Activity:
Every line from the one holding "244L281 237H274L265 247L276" through the final line of the entries is to be reproduced exactly, and no other line.

Stored items:
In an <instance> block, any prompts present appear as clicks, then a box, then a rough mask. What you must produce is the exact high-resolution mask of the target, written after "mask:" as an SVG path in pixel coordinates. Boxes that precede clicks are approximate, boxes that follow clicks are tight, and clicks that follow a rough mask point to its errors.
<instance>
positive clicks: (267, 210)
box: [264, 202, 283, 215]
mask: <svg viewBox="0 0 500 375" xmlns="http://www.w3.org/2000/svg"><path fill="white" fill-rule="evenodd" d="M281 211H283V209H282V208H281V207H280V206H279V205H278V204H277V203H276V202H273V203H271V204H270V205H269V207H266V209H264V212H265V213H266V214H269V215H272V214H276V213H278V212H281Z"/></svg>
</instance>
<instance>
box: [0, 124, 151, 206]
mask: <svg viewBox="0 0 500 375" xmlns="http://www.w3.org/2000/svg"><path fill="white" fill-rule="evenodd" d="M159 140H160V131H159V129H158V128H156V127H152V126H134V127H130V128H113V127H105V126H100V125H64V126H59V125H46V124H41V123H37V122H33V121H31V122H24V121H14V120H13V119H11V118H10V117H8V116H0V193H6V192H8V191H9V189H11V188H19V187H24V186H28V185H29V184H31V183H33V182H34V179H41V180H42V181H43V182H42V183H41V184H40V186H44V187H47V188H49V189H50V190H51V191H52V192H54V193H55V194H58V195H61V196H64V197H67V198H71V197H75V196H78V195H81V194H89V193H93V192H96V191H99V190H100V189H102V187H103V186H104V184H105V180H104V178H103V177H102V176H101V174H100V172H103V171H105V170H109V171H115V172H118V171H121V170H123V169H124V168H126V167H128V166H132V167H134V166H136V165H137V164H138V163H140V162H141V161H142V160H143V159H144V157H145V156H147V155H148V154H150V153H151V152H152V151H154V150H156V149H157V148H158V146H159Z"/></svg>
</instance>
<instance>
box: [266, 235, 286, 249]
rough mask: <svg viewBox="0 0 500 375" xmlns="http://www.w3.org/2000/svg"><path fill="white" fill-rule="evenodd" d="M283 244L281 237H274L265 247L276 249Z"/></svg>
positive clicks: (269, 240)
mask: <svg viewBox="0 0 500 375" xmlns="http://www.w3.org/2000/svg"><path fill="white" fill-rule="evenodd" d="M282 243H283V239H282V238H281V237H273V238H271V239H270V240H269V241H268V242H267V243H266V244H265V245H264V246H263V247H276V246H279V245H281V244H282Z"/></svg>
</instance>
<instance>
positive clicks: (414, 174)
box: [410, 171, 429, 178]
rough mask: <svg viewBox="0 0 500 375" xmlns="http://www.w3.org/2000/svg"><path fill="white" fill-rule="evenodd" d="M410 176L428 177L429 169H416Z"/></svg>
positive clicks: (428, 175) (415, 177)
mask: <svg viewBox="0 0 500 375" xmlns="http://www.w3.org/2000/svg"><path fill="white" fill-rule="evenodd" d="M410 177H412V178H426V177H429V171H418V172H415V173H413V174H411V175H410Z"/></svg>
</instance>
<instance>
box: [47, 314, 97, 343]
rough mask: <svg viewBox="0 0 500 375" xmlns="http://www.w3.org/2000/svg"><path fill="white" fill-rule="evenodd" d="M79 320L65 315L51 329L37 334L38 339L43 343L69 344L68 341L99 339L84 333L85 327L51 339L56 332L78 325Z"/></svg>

Output of the task:
rough mask: <svg viewBox="0 0 500 375" xmlns="http://www.w3.org/2000/svg"><path fill="white" fill-rule="evenodd" d="M283 244L281 237H274L265 247L276 249Z"/></svg>
positive clicks: (269, 240)
mask: <svg viewBox="0 0 500 375" xmlns="http://www.w3.org/2000/svg"><path fill="white" fill-rule="evenodd" d="M282 243H283V239H282V238H281V237H273V238H271V239H270V240H269V241H268V242H267V243H266V244H265V245H264V246H263V247H276V246H279V245H281V244H282Z"/></svg>
</instance>
<instance>
positive clicks: (414, 174)
box: [410, 171, 429, 178]
rough mask: <svg viewBox="0 0 500 375" xmlns="http://www.w3.org/2000/svg"><path fill="white" fill-rule="evenodd" d="M410 176L428 177L429 169H416Z"/></svg>
positive clicks: (428, 175) (415, 177)
mask: <svg viewBox="0 0 500 375" xmlns="http://www.w3.org/2000/svg"><path fill="white" fill-rule="evenodd" d="M410 177H412V178H426V177H429V171H418V172H415V173H413V174H411V175H410Z"/></svg>
</instance>
<instance>
box: [47, 314, 97, 343]
rough mask: <svg viewBox="0 0 500 375" xmlns="http://www.w3.org/2000/svg"><path fill="white" fill-rule="evenodd" d="M79 320L65 315L51 329L37 334L38 339L43 343L69 344L68 341L99 339L84 333L85 327L51 339L56 332L78 325Z"/></svg>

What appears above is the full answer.